▶ Text
Rating: Summary: Enjoyable...But a Bit Too Sweet & Tidy Review: The book was lying on my grandmother's bedside table. For some, that alone would be a sign of a sure snoozer. My grandmother, though, reads everything. So, here I am, 9 months pregnant and feeling in bit of a gentle mood, and this book fit the bill. Of course, the publishers have opted not to align Marcia Willett with Penelope Lively and Anita Brookner, but are more interested in appealing to Rosamund Pilcher and Anne Rivers Siddons' readers. Smart marketing move. The novel is decidedly more accessible and less literary than the efforts of Willett's British counterparts and the industry knew just where to place it...on a shelf that will likely draw upon the wider popularity of authors who are no strangers to bestseller lists. While Willett's efforts to tie up every loose end was a bit cloying, I enjoyed certain cozy aspects of the sisters' British country home life.
Rating: Summary: Cosy and Comforting, Willett Delivers Memorable Family Saga Review: The characters are unforgettable, the setting one that comforts and delights, the plot realistic with equal parts joy and sadness. Overall, one of the best books I've ever read and one that will stay with me for a long time.

▶ Given exercise 1
Reproduce the stretch of the reviews from "Rating: Summary: Cosy" through "a long time." word for word.
▶ Given exercise 2
Name every author mentioned by name in the reviews.
The listing after the reviews is separate material with no connection to them.

▶ Given data
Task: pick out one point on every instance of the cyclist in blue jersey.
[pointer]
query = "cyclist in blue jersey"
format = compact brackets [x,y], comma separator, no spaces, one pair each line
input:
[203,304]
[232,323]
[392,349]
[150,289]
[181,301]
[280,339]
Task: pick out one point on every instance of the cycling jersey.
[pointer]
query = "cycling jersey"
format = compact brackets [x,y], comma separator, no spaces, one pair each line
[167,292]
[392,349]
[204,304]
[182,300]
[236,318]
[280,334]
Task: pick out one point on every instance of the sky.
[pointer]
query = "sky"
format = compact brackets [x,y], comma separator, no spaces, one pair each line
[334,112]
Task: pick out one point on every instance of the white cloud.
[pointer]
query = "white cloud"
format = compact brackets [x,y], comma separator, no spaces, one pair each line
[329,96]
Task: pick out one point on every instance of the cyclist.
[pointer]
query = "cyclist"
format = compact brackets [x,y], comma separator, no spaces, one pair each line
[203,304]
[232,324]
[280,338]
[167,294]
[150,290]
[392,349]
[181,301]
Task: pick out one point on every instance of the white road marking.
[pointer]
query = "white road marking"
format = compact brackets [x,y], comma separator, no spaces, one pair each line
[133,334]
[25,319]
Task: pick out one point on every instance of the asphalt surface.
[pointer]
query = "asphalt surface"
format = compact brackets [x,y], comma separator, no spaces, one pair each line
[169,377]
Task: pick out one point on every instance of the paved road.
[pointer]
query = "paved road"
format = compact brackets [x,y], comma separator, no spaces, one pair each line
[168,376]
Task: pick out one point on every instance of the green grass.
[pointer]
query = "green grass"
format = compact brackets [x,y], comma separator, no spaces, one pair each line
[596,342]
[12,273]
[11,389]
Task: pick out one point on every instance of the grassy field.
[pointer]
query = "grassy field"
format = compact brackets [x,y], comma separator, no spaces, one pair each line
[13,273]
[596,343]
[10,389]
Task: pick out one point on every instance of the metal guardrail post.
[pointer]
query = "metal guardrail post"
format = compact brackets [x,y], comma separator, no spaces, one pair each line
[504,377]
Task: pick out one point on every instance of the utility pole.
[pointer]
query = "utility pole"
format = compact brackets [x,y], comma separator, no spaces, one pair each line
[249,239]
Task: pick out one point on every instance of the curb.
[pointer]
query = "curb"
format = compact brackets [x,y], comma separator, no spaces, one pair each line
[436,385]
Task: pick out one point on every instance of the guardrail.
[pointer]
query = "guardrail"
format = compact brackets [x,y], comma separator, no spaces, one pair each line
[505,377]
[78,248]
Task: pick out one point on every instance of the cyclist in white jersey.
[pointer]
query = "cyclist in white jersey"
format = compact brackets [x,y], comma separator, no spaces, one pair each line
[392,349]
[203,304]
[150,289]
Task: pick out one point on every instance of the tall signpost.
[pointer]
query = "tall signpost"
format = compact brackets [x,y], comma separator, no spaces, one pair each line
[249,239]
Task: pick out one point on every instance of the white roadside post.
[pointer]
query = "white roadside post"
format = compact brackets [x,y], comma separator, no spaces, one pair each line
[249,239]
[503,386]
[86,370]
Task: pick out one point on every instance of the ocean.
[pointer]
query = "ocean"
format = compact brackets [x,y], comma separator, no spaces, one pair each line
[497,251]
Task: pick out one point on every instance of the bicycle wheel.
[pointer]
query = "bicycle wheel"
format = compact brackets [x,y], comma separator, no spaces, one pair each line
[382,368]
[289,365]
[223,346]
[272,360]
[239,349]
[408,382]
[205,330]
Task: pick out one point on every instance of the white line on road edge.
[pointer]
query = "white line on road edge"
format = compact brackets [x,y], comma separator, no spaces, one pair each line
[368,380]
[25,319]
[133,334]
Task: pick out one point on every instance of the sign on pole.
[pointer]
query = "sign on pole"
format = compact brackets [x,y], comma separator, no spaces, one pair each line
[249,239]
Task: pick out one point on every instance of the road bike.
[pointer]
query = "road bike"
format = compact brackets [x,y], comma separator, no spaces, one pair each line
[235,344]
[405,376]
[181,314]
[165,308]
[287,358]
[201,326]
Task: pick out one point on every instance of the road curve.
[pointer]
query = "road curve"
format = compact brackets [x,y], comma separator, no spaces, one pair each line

▶ Solution 1
Rating: Summary: Cosy and Comforting, Willett Delivers Memorable Family Saga Review: The characters are unforgettable, the setting one that comforts and delights, the plot realistic with equal parts joy and sadness. Overall, one of the best books I've ever read and one that will stay with me for a long time.

▶ Solution 2
Marcia Willett, Penelope Lively, Anita Brookner, Rosamund Pilcher, Anne Rivers Siddons